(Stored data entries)
★ ★ ★ ★ ★ ★ ★

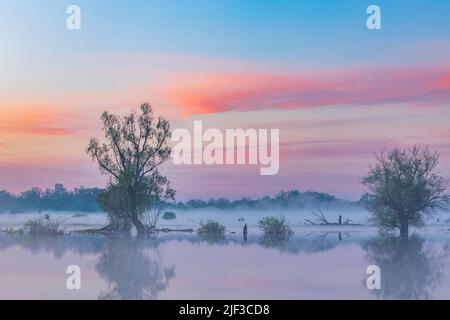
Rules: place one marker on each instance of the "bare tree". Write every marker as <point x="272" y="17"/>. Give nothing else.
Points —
<point x="135" y="146"/>
<point x="403" y="188"/>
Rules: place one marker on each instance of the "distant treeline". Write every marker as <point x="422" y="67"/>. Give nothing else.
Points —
<point x="85" y="200"/>
<point x="57" y="199"/>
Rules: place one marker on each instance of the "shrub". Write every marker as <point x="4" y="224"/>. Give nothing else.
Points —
<point x="168" y="215"/>
<point x="275" y="226"/>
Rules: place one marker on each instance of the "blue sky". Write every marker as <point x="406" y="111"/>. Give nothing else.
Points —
<point x="337" y="91"/>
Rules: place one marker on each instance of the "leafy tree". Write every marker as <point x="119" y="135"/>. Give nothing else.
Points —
<point x="403" y="188"/>
<point x="136" y="145"/>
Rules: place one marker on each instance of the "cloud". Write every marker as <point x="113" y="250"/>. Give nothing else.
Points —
<point x="215" y="93"/>
<point x="34" y="120"/>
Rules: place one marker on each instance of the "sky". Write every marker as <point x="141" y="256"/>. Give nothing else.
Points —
<point x="337" y="91"/>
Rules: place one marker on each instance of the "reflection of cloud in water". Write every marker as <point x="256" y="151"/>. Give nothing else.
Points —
<point x="315" y="264"/>
<point x="133" y="271"/>
<point x="409" y="268"/>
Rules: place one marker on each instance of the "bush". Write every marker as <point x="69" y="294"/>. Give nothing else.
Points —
<point x="43" y="227"/>
<point x="211" y="228"/>
<point x="168" y="215"/>
<point x="275" y="226"/>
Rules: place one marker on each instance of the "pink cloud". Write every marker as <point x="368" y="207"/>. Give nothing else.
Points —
<point x="212" y="93"/>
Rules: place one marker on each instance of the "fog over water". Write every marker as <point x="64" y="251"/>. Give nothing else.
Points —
<point x="317" y="262"/>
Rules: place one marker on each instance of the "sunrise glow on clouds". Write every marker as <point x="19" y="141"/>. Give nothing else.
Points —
<point x="334" y="108"/>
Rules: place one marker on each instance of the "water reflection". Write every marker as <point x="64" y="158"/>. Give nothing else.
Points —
<point x="137" y="269"/>
<point x="409" y="269"/>
<point x="133" y="270"/>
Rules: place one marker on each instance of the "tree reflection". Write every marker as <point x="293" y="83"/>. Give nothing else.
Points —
<point x="134" y="271"/>
<point x="409" y="269"/>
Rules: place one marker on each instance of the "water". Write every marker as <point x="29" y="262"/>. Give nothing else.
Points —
<point x="316" y="263"/>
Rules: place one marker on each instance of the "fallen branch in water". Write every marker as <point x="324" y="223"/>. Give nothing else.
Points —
<point x="321" y="220"/>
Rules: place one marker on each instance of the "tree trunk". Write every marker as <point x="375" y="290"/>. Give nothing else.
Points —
<point x="140" y="228"/>
<point x="404" y="227"/>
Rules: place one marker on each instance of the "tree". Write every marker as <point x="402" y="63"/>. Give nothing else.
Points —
<point x="403" y="188"/>
<point x="136" y="145"/>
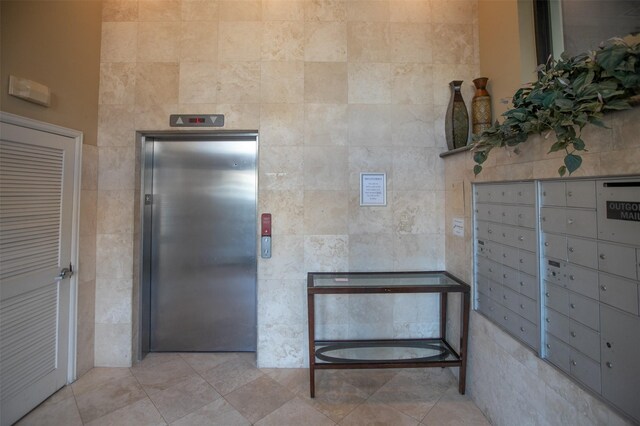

★ ★ ★ ★ ★ ★ ★

The required output is a copy of each line in the records where the string "water" occurs.

## [Solution]
Rules: place one marker on each instance of the "reflection of cloud in water". Write every marker as <point x="256" y="151"/>. Give nothing else.
Rules: place one marker on each instance of the "fog over water". Write every marker as <point x="64" y="251"/>. Give nothing else.
Rules: place one marker on each instance of the "water reflection". Write every marker as <point x="64" y="158"/>. Give nothing else.
Rules: place one marker on each instance of the "water". Write every marker as <point x="29" y="262"/>. Give nothing else.
Rules: place one marker on each instance of the "fallen branch in water". Write every marker as <point x="324" y="223"/>. Give nothing else.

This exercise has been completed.